--- Provided data ---
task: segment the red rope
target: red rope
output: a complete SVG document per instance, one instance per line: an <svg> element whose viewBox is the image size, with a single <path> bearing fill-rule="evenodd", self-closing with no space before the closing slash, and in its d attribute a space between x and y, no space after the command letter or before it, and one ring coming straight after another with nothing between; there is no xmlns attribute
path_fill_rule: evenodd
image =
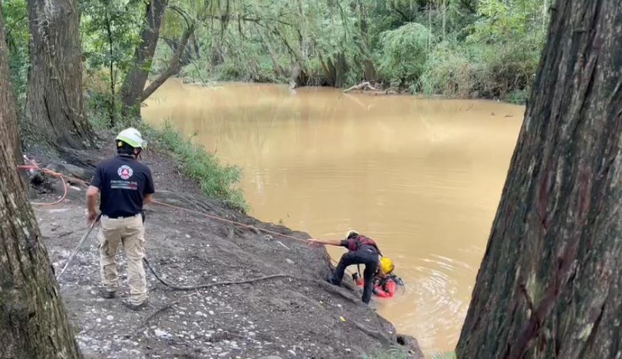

--- Stated problem ---
Express the lines of the entries above as a JSON list of strings, one string per line, with blank lines omitted. Leave the pictures out of the list.

--- Answer in full ---
[
  "task: segment the red rope",
  "target: red rope",
  "output: a complete SVG document per instance, one instance per line: an <svg> element whose viewBox is the image size, with a single <path> bearing fill-rule=\"evenodd\", self-closing with no space before the closing slash, and in its d attribute a space between x and y, no space after the command letter or before it, and one ring coming straight after another with nothing between; there is no xmlns attribute",
  "path_fill_rule: evenodd",
  "image ="
]